Given task:
In the Philadelphia dim sum page below, list every sentence of the welcome notice that begins "Welcome to the eG Forums," in order.

Page extract:
Jump to content
  • Welcome to the eG Forums, a service of the eGullet Society for Culinary Arts & Letters. The Society is a 501(c)3 not-for-profit organization dedicated to the advancement of the culinary arts. These advertising-free forums are provided free of charge through donations from Society members. Anyone may read the forums, but to post you must create a free account.

Philadelphia Dim Sum


vigna
 Share

Recommended Posts

I think you're right, the only things I've seen Lakeside push without being ordered are the fried balls of crunchiness. I can imagine that it would be weird if one was expecting a range of dim sum to be offered like a typical cart place, but I usually just ignore them and order from the menu.

As will certainly be documented here, the Ducks and company are trying to eventually visit all the places that do dim sum around town, so hopefully, soon, we'll have pretty recent reports from most of the places, at which point it'll be time to start again. Darn.

Recorded information:
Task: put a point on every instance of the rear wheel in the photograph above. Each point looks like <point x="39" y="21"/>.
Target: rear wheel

Worked solution:
1. Welcome to the eG Forums, a service of the eGullet Society for Culinary Arts & Letters.
2. The Society is a 501(c)3 not-for-profit organization dedicated to the advancement of the culinary arts.
3. These advertising-free forums are provided free of charge through donations from Society members.
4. Anyone may read the forums, but to post you must create a free account.